*WORK INSTRUCTION*: Transcription task. Write out each entry verbatim and exclude any image.

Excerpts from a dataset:

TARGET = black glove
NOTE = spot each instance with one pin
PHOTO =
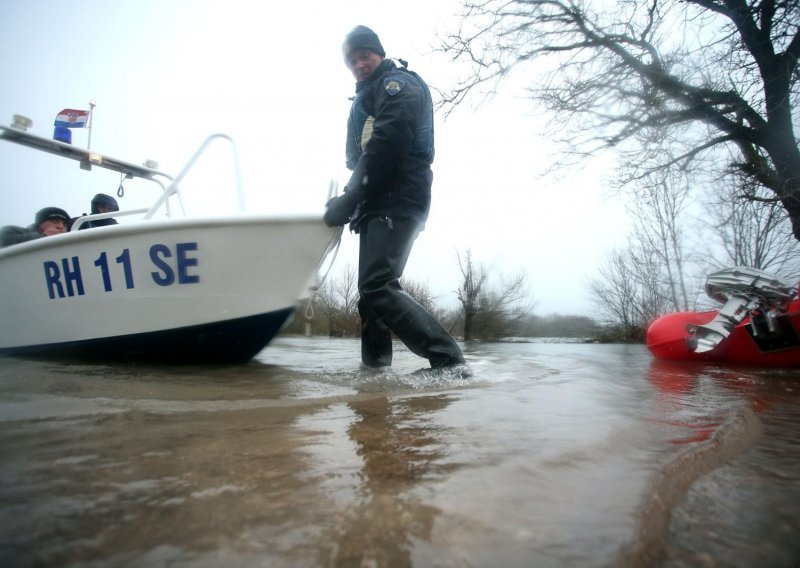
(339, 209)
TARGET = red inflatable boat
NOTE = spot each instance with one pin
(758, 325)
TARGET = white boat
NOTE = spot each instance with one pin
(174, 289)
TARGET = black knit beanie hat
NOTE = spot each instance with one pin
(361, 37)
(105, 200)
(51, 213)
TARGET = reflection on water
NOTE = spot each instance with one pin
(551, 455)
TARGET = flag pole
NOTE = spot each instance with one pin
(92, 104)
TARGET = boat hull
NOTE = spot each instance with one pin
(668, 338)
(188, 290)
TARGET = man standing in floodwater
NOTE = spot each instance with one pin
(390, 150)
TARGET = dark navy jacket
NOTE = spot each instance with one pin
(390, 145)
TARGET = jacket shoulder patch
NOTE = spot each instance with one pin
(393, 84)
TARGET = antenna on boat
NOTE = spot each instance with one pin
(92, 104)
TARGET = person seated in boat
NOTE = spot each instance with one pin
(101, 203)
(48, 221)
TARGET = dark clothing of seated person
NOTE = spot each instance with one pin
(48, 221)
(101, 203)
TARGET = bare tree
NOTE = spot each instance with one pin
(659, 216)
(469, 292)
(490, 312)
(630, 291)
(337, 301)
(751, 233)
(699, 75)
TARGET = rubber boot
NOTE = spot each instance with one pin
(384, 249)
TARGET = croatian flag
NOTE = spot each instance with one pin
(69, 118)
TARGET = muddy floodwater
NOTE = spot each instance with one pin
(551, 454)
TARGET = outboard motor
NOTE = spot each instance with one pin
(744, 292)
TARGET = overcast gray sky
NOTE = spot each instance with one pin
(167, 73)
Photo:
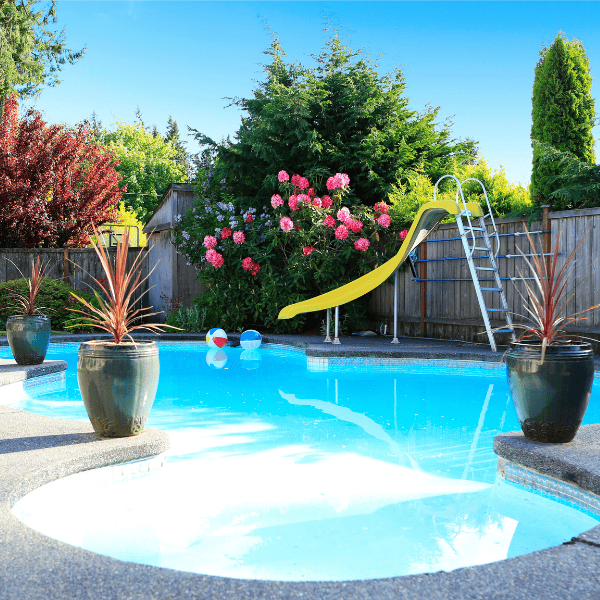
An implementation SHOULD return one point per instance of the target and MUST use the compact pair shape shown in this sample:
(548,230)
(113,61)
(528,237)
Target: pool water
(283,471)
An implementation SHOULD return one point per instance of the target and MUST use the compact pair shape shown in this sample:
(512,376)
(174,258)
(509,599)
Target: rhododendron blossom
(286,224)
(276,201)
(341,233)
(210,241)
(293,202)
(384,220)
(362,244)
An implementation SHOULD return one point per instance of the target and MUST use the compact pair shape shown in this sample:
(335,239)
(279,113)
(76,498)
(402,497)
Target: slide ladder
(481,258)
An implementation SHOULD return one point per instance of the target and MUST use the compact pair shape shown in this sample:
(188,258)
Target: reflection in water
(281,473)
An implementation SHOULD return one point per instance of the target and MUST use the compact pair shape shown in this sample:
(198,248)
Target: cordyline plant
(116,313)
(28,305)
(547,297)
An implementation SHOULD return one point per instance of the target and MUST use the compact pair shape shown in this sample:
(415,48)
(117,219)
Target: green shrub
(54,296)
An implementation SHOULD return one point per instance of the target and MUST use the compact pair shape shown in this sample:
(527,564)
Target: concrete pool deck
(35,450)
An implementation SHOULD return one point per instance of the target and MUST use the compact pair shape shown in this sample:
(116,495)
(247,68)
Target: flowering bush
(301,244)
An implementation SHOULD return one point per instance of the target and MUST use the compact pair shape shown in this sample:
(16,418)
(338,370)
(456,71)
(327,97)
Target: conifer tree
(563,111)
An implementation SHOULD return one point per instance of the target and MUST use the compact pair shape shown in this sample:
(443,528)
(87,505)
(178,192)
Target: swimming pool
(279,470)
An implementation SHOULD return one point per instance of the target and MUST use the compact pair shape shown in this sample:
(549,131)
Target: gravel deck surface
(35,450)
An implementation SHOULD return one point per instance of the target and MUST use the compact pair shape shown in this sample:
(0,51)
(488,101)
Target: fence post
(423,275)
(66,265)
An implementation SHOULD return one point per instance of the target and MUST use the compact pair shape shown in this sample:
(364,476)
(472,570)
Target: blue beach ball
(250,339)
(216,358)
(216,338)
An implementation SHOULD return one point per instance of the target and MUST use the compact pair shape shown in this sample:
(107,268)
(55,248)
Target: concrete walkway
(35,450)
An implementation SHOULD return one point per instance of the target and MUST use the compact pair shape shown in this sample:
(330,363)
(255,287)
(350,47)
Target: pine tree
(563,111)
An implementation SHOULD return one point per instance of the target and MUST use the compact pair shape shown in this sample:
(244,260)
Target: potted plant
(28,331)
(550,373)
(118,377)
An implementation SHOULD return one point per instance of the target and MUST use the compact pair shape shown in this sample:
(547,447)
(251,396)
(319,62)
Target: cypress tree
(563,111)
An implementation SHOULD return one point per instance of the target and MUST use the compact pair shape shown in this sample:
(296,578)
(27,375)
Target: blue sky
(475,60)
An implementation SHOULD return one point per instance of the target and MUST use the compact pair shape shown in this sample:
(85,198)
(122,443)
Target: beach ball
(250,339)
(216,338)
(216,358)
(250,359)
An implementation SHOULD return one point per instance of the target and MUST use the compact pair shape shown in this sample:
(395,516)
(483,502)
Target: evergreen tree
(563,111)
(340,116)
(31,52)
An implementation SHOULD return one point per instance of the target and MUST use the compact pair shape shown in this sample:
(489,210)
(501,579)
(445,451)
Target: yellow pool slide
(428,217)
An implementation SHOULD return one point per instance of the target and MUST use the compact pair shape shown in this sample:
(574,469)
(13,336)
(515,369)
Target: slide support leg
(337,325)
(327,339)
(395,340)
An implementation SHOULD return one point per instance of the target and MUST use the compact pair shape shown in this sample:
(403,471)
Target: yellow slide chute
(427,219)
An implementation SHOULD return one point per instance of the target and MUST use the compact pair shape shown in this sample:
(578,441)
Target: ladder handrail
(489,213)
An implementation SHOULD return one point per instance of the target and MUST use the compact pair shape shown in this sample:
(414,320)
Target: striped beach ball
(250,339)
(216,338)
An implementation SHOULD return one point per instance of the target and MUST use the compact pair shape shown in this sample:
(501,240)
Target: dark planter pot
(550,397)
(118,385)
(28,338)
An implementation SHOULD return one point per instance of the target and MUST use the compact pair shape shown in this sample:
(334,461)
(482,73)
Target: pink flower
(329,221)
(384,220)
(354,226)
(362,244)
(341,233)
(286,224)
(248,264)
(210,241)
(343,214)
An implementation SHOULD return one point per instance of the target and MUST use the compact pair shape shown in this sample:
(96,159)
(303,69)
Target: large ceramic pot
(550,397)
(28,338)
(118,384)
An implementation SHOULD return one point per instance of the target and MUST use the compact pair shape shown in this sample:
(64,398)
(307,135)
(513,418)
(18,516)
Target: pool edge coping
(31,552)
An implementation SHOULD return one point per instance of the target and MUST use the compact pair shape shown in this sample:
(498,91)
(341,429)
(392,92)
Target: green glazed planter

*ANSWER BOX*:
TARGET = black glove
NOTE = spot each instance with one pin
PHOTO =
(339, 209)
TARGET = red inflatable boat
NOTE = spot each instance with one pin
(758, 325)
TARGET = white boat
NOTE = spot each instance with one pin
(174, 289)
TARGET = black knit beanie hat
NOTE = spot each instance with one pin
(361, 37)
(105, 200)
(51, 213)
TARGET = reflection on water
NOTE = spot each instance with one pin
(551, 455)
TARGET = flag pole
NOTE = spot each instance with one pin
(92, 104)
TARGET = boat hull
NOTE = spot each instance with one pin
(668, 338)
(188, 290)
TARGET = man standing in floodwater
NOTE = spot each instance with one pin
(390, 150)
TARGET = dark navy jacket
NOTE = spot each instance with one pin
(390, 145)
TARGET = jacket shoulder patch
NOTE = spot each instance with one pin
(393, 84)
TARGET = antenna on boat
NOTE = spot each instance with one pin
(92, 104)
TARGET = person seated in boat
NOTE = spot each instance with one pin
(101, 203)
(48, 221)
TARGET = dark clothing of seated person
NOTE = spot each instance with one pin
(48, 221)
(101, 203)
TARGET = bare tree
NOTE = spot each instance with one pin
(659, 216)
(469, 292)
(490, 312)
(630, 291)
(337, 301)
(751, 233)
(699, 75)
TARGET = rubber boot
NOTE = spot each instance with one pin
(384, 249)
TARGET = croatian flag
NOTE = spot each instance with one pin
(69, 118)
TARGET = muddy floodwater
NOTE = spot each instance with one pin
(551, 454)
TARGET = outboard motor
NOTE = spot each instance with one pin
(744, 292)
TARGET = overcast gray sky
NOTE = spot each instance with one pin
(167, 73)
Photo:
An implementation SHOULD return one point per instance of the target and MUST use the compact pair shape shown in this sample:
(548,230)
(113,61)
(528,237)
Target: pool water
(283,471)
An implementation SHOULD return one point per instance of the target and MUST use the compact pair shape shown in this sample:
(512,376)
(174,258)
(509,599)
Target: rhododendron blossom
(286,224)
(276,201)
(341,233)
(210,241)
(293,202)
(384,220)
(362,244)
An implementation SHOULD return one point per instance of the target and MUST use the compact pair shape shown in this sample:
(335,239)
(279,113)
(76,498)
(402,497)
Target: slide ladder
(481,258)
An implementation SHOULD return one point per instance of the target and MUST use the compact pair shape shown in this sample:
(188,258)
Target: reflection in water
(281,473)
An implementation SHOULD return one point per instance of the target and MUST use the compact pair shape shown in this sample:
(198,248)
Target: cordyline plant
(116,313)
(28,305)
(547,297)
An implementation SHOULD return one point per instance of the target and MUST use the compact pair shape shown in this sample:
(415,48)
(117,219)
Target: green shrub
(54,296)
An implementation SHOULD return one point per instance of the target and MUST use the compact pair shape shown in this sample:
(527,564)
Target: concrete pool deck
(35,450)
An implementation SHOULD return one point per instance of the target and MUST use the compact pair shape shown in this sample:
(116,495)
(247,68)
Target: flowering bush
(301,244)
An implementation SHOULD return one point per instance of the target and MUST use the compact pair shape shown in this sample:
(16,418)
(338,370)
(456,71)
(327,97)
Target: conifer tree
(563,111)
An implementation SHOULD return one point per instance of the target and MUST use the compact pair shape shown in this sample:
(443,528)
(87,505)
(178,192)
Target: swimming pool
(279,470)
An implementation SHOULD return one point per instance of the target and MUST use the compact pair shape shown in this sample:
(549,131)
Target: gravel deck surface
(35,450)
An implementation SHOULD return one point per instance of the target and MUST use the compact pair shape shown in this sample:
(0,51)
(488,101)
Target: fence post
(423,275)
(66,265)
An implementation SHOULD return one point per instance of the target and MUST use the compact pair shape shown in this sample:
(364,476)
(472,570)
Target: blue beach ball
(250,339)
(216,358)
(216,338)
An implementation SHOULD return one point per instance of the target and MUST use the compact pair shape shown in this sample:
(107,268)
(55,248)
Target: concrete walkway
(35,450)
An implementation SHOULD return one point per instance of the target and MUST use the compact pair shape shown in this sample:
(330,363)
(255,287)
(350,47)
Target: pine tree
(563,111)
An implementation SHOULD return one point per instance of the target and MUST use the compact pair shape shown in this sample:
(244,260)
Target: potted plant
(28,331)
(550,373)
(118,377)
An implementation SHOULD return one point per instance of the target and MUST use the compact pair shape shown in this sample:
(547,447)
(251,396)
(319,62)
Target: cypress tree
(563,111)
An implementation SHOULD return one point per instance of the target and MUST use the compact pair shape shown in this sample:
(296,578)
(27,375)
Target: blue sky
(475,60)
An implementation SHOULD return one point per instance of the target and MUST use the compact pair shape shown in this sample:
(85,198)
(122,443)
Target: beach ball
(250,339)
(216,338)
(216,358)
(250,359)
An implementation SHOULD return one point per instance of the target and MUST use the compact pair shape shown in this sample:
(395,516)
(483,502)
Target: evergreen tree
(563,111)
(340,116)
(31,52)
An implementation SHOULD return one point per instance of the target and MUST use the compact pair shape shown in this sample:
(489,210)
(501,579)
(445,451)
Target: yellow pool slide
(428,217)
An implementation SHOULD return one point per instance of the target and MUST use the compact pair shape shown in this sample:
(574,469)
(13,336)
(515,369)
Target: slide support leg
(337,325)
(327,339)
(395,340)
An implementation SHOULD return one point per instance of the target and MUST use the compact pair shape shown in this sample:
(403,471)
Target: yellow slide chute
(427,219)
An implementation SHOULD return one point per instance of the target and MUST use the compact pair shape shown in this sample:
(578,441)
Target: ladder handrail
(489,213)
An implementation SHOULD return one point per instance of the target and MUST use the compact pair shape shown in this sample:
(414,320)
Target: striped beach ball
(250,339)
(216,338)
An implementation SHOULD return one point per instance of the target and MUST use the compact pair shape shown in this sample:
(501,240)
Target: dark planter pot
(550,397)
(118,385)
(28,338)
An implementation SHOULD return one point per instance of the target and MUST use the compact pair shape shown in this sample:
(334,461)
(482,73)
Target: pink flower
(329,221)
(384,220)
(354,226)
(362,244)
(341,233)
(286,224)
(248,264)
(210,241)
(343,214)
An implementation SHOULD return one point per instance of the target and MUST use the compact pair shape shown in this sample:
(96,159)
(303,69)
Target: large ceramic pot
(550,397)
(28,338)
(118,384)
An implementation SHOULD return one point per instance of the target and MUST use the compact pair shape shown in this sample:
(64,398)
(307,135)
(513,418)
(18,516)
Target: pool edge coping
(31,552)
An implementation SHOULD return one point per instance of the target and MUST use the compact pair shape shown in this sample:
(498,91)
(341,429)
(392,92)
Target: green glazed planter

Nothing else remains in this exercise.